* _Exercício curto A_: No texto sobre os governos Bolsonaro e Haddad, quais partidos aparecem como exemplos da ala mais moderada do bloco progressista?

Isso significa que a curto prazo um governo Bolsonaro tende
a se manter relativamente estabilizado, mas a médio prazo tende a encontrar
cada vez mais dificuldades e gerar uma desestabilização. Claro que isso vai
depender, fundamentalmente, da acumulação de capital e da situação internacional
(que, aliás, estão entrelaçadas), mas a tendência nesses aspectos também não são
as melhores para o capital. Essa situação se materializando, também pode gerar
um maior grau de repressão estatal no movimento operário e correntes oposicionistas
e mais motivos para descontentamento. A longo prazo é difícil observar as tendências,
pois depende do que se efetivará a curto e médio prazo. Logo, as perspectivas
não são nada boas num governo Bolsonaro.
Um governo Haddad tende a ter algumas diferenças. Porém, se
encontrará diante de um dilema. Terá que decidir se efetivará políticas neopopulistas
e tentar efetivar algumas das promessas ou adotará o neoliberalismo
discricionário e abandonará quase todas suas promessas de campanha. Pouco do
que foi prometido poderá ser efetivado. O pouco que poderia ser realizado seria
a manutenção, sob forma precária, da política de identidades e coisas semelhantes.
A retomada de obras públicas, a diminuição de impostos, as políticas de desenvolvimento
educacional, entre outras, depende dos recursos estatais que hoje estão em
falta. A revogação da reforma trabalhista e da PEC de teto de gastos é difícil
e traria forte oposição da burguesia, comprometendo a governabilidade, bem como
o aumento de gastos estatais (que tende a ocorrer pelas próprias necessidades
do petismo e seu caráter burocrático e neopopulista) tendem a aumentar os
problemas e as dificuldades financeiras. A oposição será forte de todos os
lados (da mesma forma que Bolsonaro, enfrentará a oposição da direita moderada,
que ele tentará aliciar, bem como do bloco revolucionário e de grande parte da população,
tanto trabalhadores quanto adeptos do bolsonarismo que deverá se consolidar
como opção política após a sua suposta derrota e com força parlamentar). Tende
a ter apoio de certos setores da burguesia e do bloco dominante, como já tem no
período eleitoral, e do bloco progressista, em sua ala mais moderada (PSOL, PCdoB,
PSB, etc.)[2]. Disso também resulta um
caráter mais repressivo do aparato estatal para tentar manter a governabilidade.

* _Registros de rotulagem de contornos_:
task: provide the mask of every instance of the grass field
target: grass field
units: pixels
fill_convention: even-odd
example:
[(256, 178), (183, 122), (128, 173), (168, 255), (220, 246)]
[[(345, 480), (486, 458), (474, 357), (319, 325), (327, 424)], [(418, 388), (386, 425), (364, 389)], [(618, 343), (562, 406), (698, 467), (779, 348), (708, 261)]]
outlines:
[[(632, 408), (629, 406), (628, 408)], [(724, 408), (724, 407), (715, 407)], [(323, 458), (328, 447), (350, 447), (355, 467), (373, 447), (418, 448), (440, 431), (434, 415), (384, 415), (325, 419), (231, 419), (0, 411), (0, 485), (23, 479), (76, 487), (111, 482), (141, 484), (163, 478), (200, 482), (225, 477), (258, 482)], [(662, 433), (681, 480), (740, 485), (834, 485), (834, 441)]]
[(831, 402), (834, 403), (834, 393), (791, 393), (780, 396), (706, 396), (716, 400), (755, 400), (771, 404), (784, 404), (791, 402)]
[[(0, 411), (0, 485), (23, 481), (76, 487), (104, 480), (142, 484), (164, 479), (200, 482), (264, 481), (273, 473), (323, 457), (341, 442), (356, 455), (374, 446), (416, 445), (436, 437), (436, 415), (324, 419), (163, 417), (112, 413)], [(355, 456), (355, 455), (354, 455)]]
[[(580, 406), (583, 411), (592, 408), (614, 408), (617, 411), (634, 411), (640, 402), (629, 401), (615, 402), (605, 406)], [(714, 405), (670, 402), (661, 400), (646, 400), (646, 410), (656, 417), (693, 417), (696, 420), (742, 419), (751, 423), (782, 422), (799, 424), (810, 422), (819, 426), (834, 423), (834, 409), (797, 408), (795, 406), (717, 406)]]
...
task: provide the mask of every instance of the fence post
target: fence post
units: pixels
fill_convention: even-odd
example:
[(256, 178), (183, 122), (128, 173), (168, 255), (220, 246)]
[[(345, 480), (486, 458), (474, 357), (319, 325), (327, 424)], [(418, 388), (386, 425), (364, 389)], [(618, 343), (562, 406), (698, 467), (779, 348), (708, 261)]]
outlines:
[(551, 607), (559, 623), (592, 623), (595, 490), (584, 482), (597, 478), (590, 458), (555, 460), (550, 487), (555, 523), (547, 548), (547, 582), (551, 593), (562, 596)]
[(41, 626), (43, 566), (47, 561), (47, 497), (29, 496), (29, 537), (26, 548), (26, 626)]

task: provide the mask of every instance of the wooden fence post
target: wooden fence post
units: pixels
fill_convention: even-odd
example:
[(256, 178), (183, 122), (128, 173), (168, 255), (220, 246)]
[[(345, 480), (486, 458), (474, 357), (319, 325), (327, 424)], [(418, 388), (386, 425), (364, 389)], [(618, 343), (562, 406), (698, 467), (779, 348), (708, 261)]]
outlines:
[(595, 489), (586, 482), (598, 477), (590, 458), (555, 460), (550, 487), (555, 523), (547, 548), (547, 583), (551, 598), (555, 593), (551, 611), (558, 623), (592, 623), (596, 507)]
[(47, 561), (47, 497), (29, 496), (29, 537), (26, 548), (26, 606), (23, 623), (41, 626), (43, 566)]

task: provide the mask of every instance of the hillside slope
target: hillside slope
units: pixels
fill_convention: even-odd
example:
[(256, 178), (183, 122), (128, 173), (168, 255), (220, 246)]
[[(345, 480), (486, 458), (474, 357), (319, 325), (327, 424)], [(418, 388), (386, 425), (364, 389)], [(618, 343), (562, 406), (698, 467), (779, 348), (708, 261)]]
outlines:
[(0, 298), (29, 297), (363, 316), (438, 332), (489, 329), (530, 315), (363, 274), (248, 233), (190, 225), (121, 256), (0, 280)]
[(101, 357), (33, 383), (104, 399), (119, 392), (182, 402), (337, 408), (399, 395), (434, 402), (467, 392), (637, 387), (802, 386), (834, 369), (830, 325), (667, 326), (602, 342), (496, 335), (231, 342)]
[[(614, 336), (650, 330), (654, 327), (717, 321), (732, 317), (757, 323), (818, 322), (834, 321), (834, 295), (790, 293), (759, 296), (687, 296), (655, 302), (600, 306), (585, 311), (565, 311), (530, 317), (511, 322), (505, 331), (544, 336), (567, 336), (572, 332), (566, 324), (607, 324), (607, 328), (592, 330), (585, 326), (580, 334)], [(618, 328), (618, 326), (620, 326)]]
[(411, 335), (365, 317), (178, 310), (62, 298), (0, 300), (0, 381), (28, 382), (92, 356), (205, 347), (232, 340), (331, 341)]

* _Exercício curto B_: Reproduza literalmente as linhas das entradas, começando pela linha que contém "task: provide the mask of every instance of the grass" e indo até a linha que contém "406), (717, 406)]]", ambas incluídas.

* _Resposta A_: PSOL, PCdoB e PSB.

* _Resposta B_:
task: provide the mask of every instance of the grass field
target: grass field
units: pixels
fill_convention: even-odd
example:
[(256, 178), (183, 122), (128, 173), (168, 255), (220, 246)]
[[(345, 480), (486, 458), (474, 357), (319, 325), (327, 424)], [(418, 388), (386, 425), (364, 389)], [(618, 343), (562, 406), (698, 467), (779, 348), (708, 261)]]
outlines:
[[(632, 408), (629, 406), (628, 408)], [(724, 408), (724, 407), (715, 407)], [(323, 458), (328, 447), (350, 447), (355, 467), (373, 447), (418, 448), (440, 431), (434, 415), (384, 415), (325, 419), (231, 419), (0, 411), (0, 485), (23, 479), (76, 487), (111, 482), (141, 484), (163, 478), (200, 482), (225, 477), (258, 482)], [(662, 433), (681, 480), (740, 485), (834, 485), (834, 441)]]
[(831, 402), (834, 403), (834, 393), (791, 393), (780, 396), (706, 396), (716, 400), (755, 400), (771, 404), (784, 404), (791, 402)]
[[(0, 411), (0, 485), (23, 481), (76, 487), (104, 480), (142, 484), (164, 479), (200, 482), (264, 481), (273, 473), (323, 457), (341, 442), (356, 455), (374, 446), (416, 445), (436, 437), (436, 415), (324, 419), (163, 417), (112, 413)], [(355, 456), (355, 455), (354, 455)]]
[[(580, 406), (583, 411), (592, 408), (614, 408), (617, 411), (634, 411), (640, 402), (629, 401), (615, 402), (605, 406)], [(714, 405), (670, 402), (661, 400), (646, 400), (646, 410), (656, 417), (693, 417), (696, 420), (742, 419), (751, 423), (782, 422), (799, 424), (810, 422), (819, 426), (834, 423), (834, 409), (797, 408), (795, 406), (717, 406)]]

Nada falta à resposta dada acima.